→ DATASET CONTENT:
-- Opening Marker --

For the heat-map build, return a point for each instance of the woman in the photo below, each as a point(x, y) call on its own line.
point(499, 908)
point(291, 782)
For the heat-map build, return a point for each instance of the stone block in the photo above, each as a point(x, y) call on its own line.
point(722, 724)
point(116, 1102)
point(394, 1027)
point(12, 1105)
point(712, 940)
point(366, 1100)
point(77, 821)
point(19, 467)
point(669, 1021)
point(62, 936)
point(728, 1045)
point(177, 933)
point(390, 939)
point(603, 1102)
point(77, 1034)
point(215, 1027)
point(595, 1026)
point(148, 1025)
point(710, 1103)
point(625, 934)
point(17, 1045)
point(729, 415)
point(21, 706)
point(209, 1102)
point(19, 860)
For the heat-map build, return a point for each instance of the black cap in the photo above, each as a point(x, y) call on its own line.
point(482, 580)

-- Closing Marker --

Start at the line containing "of the stone" and print each line exactly until the listing ends, keeping the final line too.

For the heat-map build, return a point for each instance of the stone block in the photo above, each as a point(x, y) call on its own line.
point(722, 724)
point(116, 1102)
point(394, 1027)
point(12, 1105)
point(712, 940)
point(366, 1100)
point(77, 821)
point(19, 467)
point(669, 1021)
point(62, 936)
point(728, 1045)
point(177, 933)
point(390, 939)
point(603, 1102)
point(77, 1034)
point(215, 1027)
point(595, 1026)
point(148, 1025)
point(710, 1103)
point(625, 934)
point(17, 1045)
point(729, 415)
point(21, 706)
point(209, 1102)
point(19, 860)
For the heat-map build, return a point for each instance of the black cap in the photo above, each as a point(x, y) call on its own line.
point(482, 580)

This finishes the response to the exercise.